RECORDS PROVIDED.
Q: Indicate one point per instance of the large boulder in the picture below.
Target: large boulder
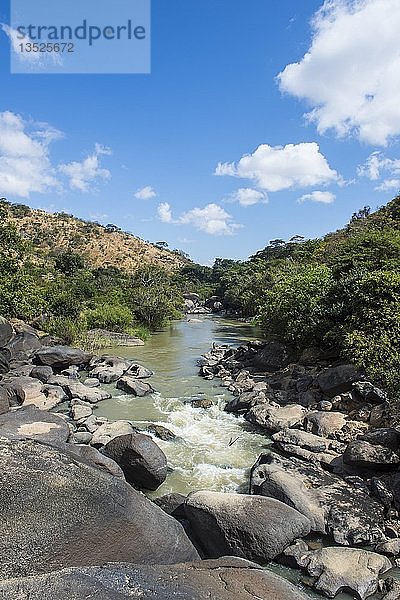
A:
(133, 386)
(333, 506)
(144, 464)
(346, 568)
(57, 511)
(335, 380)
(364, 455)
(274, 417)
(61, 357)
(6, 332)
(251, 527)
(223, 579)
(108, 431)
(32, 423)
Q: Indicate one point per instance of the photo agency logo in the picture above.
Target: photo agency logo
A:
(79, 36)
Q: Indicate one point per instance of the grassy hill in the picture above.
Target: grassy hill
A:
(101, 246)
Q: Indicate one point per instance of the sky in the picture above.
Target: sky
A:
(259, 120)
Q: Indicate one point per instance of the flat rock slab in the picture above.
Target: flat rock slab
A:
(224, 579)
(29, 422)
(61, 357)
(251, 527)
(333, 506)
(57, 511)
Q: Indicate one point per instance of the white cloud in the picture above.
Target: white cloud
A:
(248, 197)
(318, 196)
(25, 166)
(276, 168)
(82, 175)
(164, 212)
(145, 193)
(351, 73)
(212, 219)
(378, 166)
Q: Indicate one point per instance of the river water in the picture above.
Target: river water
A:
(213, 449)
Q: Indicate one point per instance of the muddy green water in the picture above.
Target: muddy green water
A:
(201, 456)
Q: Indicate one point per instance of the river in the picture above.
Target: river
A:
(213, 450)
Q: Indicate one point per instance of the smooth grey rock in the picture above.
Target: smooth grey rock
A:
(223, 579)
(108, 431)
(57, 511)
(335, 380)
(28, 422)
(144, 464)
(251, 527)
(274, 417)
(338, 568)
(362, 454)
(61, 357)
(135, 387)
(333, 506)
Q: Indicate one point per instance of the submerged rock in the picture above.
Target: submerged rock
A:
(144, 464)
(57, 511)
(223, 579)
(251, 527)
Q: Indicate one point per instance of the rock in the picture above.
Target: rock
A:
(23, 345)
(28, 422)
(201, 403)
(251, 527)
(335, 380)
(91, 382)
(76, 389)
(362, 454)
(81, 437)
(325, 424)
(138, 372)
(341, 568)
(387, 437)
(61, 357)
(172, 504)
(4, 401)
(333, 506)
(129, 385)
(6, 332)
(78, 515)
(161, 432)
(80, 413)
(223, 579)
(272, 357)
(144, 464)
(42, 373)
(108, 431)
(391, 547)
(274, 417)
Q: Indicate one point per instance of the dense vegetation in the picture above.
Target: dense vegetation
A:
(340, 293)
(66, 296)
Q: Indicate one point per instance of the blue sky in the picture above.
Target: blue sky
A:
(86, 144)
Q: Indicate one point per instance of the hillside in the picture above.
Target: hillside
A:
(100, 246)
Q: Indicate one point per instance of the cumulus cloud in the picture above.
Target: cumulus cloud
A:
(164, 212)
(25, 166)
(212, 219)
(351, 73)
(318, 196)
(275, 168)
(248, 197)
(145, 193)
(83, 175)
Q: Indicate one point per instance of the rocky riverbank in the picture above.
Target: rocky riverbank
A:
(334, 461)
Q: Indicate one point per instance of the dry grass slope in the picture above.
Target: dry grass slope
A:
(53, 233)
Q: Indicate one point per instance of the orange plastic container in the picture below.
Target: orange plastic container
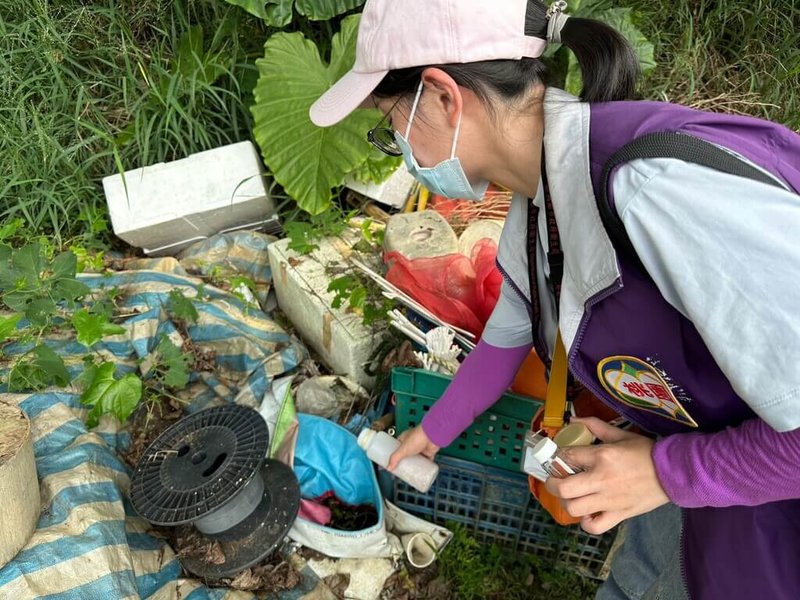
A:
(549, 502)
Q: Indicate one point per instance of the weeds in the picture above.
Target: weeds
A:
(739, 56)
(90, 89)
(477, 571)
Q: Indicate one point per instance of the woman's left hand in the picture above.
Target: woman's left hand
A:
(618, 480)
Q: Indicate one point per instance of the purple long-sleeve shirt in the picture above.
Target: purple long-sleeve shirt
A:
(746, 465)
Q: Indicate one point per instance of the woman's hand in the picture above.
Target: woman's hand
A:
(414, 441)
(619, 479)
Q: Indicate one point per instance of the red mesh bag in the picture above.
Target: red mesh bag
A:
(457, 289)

ASSIGNMENT.
Copy the data exactly. Pictures do not belong in the copy.

ANSWER FOR THE TASK.
Q: Indicate one point per instance of the large boulder in the picture below.
Target: large boulder
A:
(133, 386)
(333, 506)
(144, 464)
(346, 568)
(57, 511)
(335, 380)
(364, 455)
(274, 417)
(61, 357)
(6, 332)
(251, 527)
(223, 579)
(108, 431)
(32, 423)
Q: Indicate one point per instance of the photo agency logo in the picture above.
Target: photo agency logo
A:
(79, 36)
Q: Indicate one point per instance of the grassy hill in the picture above.
Target: grassy hill
A:
(101, 246)
Q: Indicate one point per instance of the sky in the picture above.
Target: sky
A:
(259, 120)
Q: Indicate one point per instance of the flat rock slab in the picture above.
Target: flat rock slab
A:
(224, 579)
(29, 422)
(61, 357)
(251, 527)
(333, 506)
(57, 511)
Q: Indicate one point per instance of the white cloud in the picture above.
Target: white cloud
A:
(248, 197)
(318, 196)
(25, 166)
(276, 168)
(82, 175)
(164, 212)
(145, 193)
(351, 73)
(212, 219)
(378, 166)
Q: Indicate one point per instance of the river water in the picture above.
Target: river water
A:
(213, 449)
Q: Indicate one point per instance of the muddy green water in the picture above.
Target: muddy green water
A:
(201, 456)
Q: Indicate one point per instance of the river in the picture above.
Target: river
A:
(213, 450)
Q: Indicate one point per instance of the smooth grey rock in the picture above.
Target: smooth grey rock
A:
(223, 579)
(108, 431)
(57, 511)
(335, 380)
(28, 422)
(144, 464)
(251, 527)
(274, 417)
(338, 568)
(362, 454)
(61, 357)
(135, 387)
(333, 506)
Q: Indicate one point per instance of the submerged rock in the picture above.
Target: submerged rock
A:
(144, 464)
(57, 511)
(223, 579)
(251, 527)
Q: Indicate one point per instance of the rock in the picture above.
Target: rock
A:
(23, 345)
(28, 422)
(201, 403)
(251, 527)
(335, 380)
(91, 382)
(76, 389)
(362, 454)
(81, 437)
(325, 424)
(138, 372)
(341, 568)
(387, 437)
(61, 357)
(172, 504)
(4, 401)
(333, 506)
(129, 385)
(6, 332)
(78, 515)
(161, 432)
(80, 413)
(223, 579)
(272, 357)
(144, 464)
(42, 373)
(108, 431)
(391, 547)
(274, 417)
Q: Indicate one point per instance of the dense vegetation in the picture above.
Target: dense vegetation
A:
(340, 293)
(66, 296)
Q: Indicate one point per instance of the blue sky in the picture above.
Target: blue sky
A:
(86, 144)
Q: Indicate one point per instance of the hillside in the picture above.
Target: hillside
A:
(100, 246)
Q: Indicate one point per instance of the cumulus cloud in the picture above.
Target: cumulus cloud
A:
(164, 212)
(25, 166)
(212, 219)
(351, 73)
(318, 196)
(275, 168)
(248, 197)
(145, 193)
(83, 175)
Q: Indicate one point per instance of the rocky riverbank in the picture above.
Target: rocky riverbank
A:
(334, 461)
Q: Indicate one point per instance of the dry grass slope in the picture above.
Target: dry grass slope
A:
(53, 233)
Q: Indicate one point per instance of the orange plastic container in the picture below.
Target: orange plastic container
A:
(549, 502)
Q: Indicate one point per instance of the weeds in the picture above.
Target: weeds
A:
(739, 56)
(90, 89)
(477, 571)
Q: Indicate one point per instance of the woman's left hand in the picture above.
Target: woman's left hand
A:
(618, 480)
Q: Indicate one point per instance of the purple long-sleeve shirt in the picture above.
Target: purple long-sleeve shirt
A:
(746, 465)
Q: Indicate one point per instance of the woman's hand in the picture above.
Target: woman's hand
A:
(414, 441)
(619, 479)
Q: Indicate one point per instance of the red mesh bag in the picture above.
Target: red mesh bag
A:
(457, 289)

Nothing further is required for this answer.